TEXTO DE ORIGEN:
^^^^^^^^^^^^^^^^

No fue fue una noticia importante aquel día en Inglaterra. El descubrimiento el 25 de agosto de 2012 de los restos mortales de un hombre enterrado hacía muchos siglos bajo el cemento del aparcamiento de los empleados de servicios sociales del Ayuntamiento de Leicester. Aunque para aquel pequeño grupo de historiadores, Audrey Strange, Philippa Langley, Annette Carson y John Ashdown-Hill, casi no había duda: aquel esqueleto, bastante bien conservado (aunque incompleto, pues le faltaban los pies) probablemente era todo lo que quedaba del rey Ricardo III, duque de Gloucester, el último monarca de la dinastía de los Plantagenet. Las técnicas más avanzadas de la patología forense terminaron dándoles la razón.

^^^^^^^^^^^^^^^^

ENTRADAS:
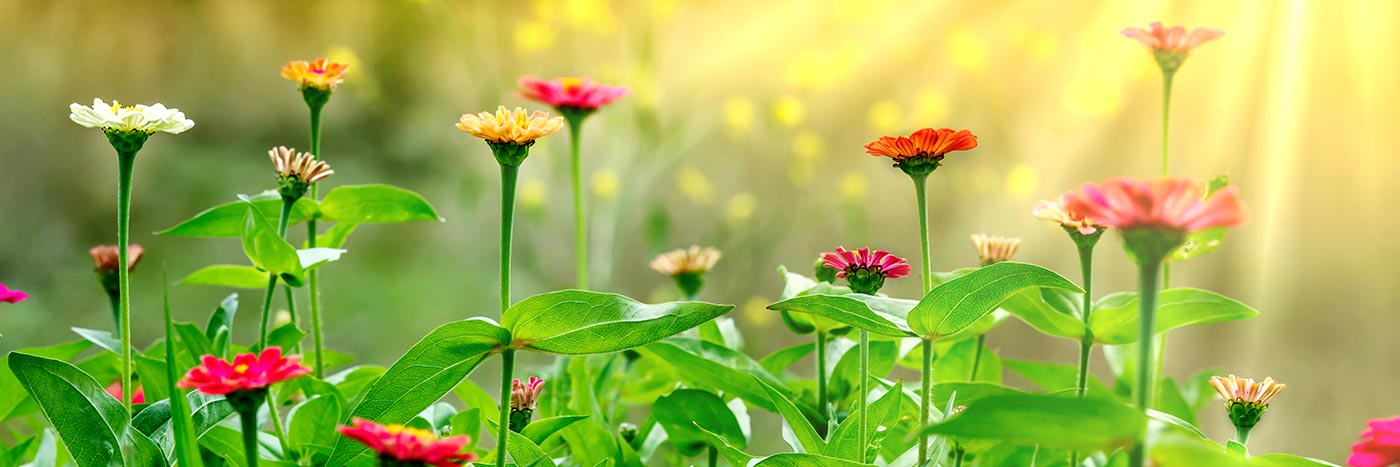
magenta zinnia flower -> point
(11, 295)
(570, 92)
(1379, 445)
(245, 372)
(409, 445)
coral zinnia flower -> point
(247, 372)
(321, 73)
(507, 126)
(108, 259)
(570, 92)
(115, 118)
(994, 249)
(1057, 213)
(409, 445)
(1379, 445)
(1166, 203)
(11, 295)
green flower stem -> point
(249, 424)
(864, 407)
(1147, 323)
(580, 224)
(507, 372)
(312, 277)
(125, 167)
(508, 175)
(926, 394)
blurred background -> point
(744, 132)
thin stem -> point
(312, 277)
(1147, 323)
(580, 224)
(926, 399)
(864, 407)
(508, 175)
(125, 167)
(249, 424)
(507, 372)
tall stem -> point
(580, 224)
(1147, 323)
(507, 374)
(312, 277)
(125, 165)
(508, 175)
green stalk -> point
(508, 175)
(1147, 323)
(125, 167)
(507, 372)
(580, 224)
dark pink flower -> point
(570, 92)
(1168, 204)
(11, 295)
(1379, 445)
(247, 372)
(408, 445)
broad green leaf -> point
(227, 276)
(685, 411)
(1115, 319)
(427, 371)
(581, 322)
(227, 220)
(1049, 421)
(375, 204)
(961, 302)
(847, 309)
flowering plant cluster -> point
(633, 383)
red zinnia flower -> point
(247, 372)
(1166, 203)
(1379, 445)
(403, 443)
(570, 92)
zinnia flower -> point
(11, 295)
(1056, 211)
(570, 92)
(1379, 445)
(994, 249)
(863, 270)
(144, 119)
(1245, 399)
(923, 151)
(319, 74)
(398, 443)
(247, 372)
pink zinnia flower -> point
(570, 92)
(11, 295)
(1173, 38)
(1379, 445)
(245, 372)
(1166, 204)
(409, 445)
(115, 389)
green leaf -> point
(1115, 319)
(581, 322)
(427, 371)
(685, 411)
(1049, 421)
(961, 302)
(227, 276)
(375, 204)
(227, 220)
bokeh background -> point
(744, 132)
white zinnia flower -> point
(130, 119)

^^^^^^^^^^^^^^^^

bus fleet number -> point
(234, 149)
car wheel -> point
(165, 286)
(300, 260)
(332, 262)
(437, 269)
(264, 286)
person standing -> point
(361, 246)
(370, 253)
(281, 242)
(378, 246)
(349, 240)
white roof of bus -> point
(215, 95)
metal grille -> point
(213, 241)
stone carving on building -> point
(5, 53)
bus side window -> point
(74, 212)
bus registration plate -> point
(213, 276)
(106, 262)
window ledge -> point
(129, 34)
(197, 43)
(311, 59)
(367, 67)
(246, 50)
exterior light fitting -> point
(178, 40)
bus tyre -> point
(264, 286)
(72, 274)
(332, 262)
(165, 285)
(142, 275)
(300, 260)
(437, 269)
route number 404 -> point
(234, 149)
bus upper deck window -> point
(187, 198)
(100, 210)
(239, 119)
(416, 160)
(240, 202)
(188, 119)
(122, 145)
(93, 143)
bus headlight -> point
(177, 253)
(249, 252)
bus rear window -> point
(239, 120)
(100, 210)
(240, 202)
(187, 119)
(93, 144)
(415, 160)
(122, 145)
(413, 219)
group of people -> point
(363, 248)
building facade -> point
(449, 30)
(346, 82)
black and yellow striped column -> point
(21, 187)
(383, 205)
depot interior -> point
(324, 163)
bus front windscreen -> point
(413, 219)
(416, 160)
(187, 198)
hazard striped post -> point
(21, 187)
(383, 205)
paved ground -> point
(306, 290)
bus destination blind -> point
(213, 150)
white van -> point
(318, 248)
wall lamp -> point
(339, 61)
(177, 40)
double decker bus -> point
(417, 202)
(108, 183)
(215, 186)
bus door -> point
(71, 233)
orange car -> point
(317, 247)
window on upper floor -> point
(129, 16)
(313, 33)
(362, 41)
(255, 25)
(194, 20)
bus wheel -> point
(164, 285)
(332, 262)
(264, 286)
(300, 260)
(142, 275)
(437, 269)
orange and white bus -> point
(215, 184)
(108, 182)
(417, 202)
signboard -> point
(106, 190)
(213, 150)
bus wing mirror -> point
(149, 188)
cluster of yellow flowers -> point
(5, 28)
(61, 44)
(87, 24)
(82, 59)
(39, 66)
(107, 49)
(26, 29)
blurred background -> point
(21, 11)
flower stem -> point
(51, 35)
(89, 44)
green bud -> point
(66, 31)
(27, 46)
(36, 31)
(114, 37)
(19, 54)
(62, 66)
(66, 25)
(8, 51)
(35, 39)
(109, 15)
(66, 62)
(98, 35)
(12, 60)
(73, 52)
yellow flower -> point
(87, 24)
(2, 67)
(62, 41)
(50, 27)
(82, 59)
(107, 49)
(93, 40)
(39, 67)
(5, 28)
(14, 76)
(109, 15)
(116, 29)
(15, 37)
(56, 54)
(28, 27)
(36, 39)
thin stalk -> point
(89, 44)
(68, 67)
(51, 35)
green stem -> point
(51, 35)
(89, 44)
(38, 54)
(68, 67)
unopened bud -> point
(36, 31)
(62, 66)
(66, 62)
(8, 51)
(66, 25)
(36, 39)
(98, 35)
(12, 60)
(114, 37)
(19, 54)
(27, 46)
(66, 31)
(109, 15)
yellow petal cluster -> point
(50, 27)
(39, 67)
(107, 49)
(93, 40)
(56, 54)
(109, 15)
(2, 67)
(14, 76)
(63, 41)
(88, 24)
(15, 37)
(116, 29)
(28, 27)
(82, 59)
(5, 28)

^^^^^^^^^^^^^^^^

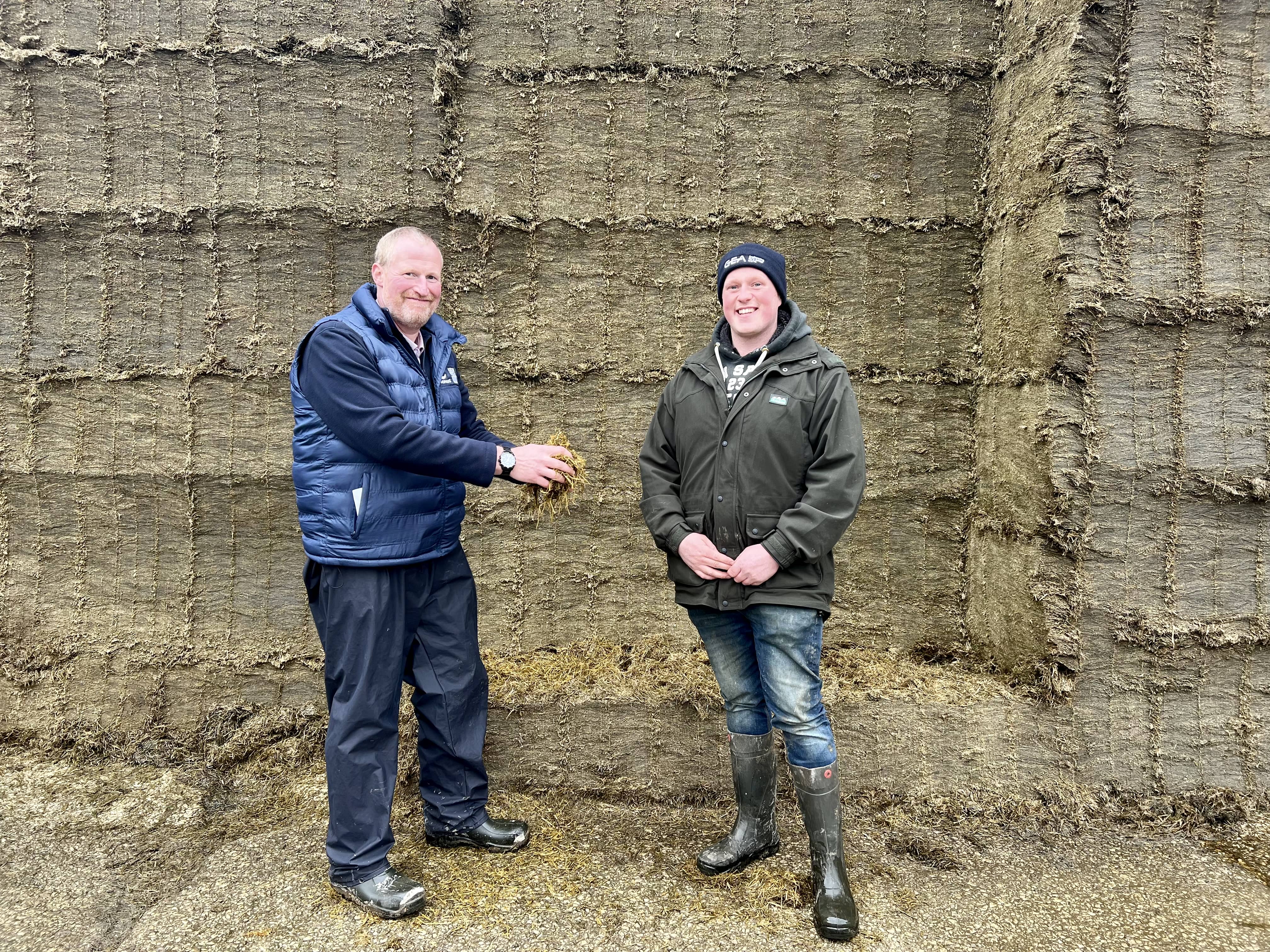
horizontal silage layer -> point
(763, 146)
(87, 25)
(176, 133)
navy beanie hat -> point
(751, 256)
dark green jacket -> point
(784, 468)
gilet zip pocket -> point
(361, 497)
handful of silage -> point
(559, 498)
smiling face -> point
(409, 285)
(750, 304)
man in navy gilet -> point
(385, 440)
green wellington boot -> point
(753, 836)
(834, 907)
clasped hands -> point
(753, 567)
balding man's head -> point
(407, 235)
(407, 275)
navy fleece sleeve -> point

^^^^^^^^^^^^^^^^

INSTRUCCIONES DE TRABAJO:
1 - Responde estas preguntas según el texto sobre los restos de Ricardo III:
(a) ¿En qué fecha se descubrieron los restos?
(b) ¿Qué le faltaba al esqueleto?
(c) ¿De qué dinastía fue Ricardo III el último monarca?
2 - Prosigue el texto sobre los restos de Ricardo III a partir de su última oración.
Las entradas no tienen ninguna relación con el texto.

RESULTADOS EN ORDEN:
1 -
(a) El 25 de agosto de 2012.
(b) Le faltaban los pies.
(c) De la dinastía de los Plantagenet.

2 -
Leicester tiene orígenes muy antiguos. Conozco muy bien esa ciudad, que he visitado con frecuencia. Tiene una de las calles más bellas de Europa, el New Walk. Cuando la inauguraron en 1785, la bautizaron como el Queen´s Walk. En honor de la reina Charlotte, esposa de Jorge III. Recuerdo que le dediqué a esa calle singular en La Opinión de Málaga un artículo con la admiración que ese lugar se merece («El New Walk», el 3 de septiembre de 2009). Fue Leicester una Civitas romana importante, como lo prueban sus yacimientos arqueológicos. En la Inglaterra de comienzos de la Edad Media fue la capital de los dominios del Rey Lear. Y sede de los Obispos de Mercia. A una veintena de kilómetros de la ciudad, en los campos de Bosworth, tuvo lugar el 22 de agosto de 1485 una batalla que cambió radicalmente el rumbo de la historia de Inglaterra. Y en muchos aspectos también el de Europa.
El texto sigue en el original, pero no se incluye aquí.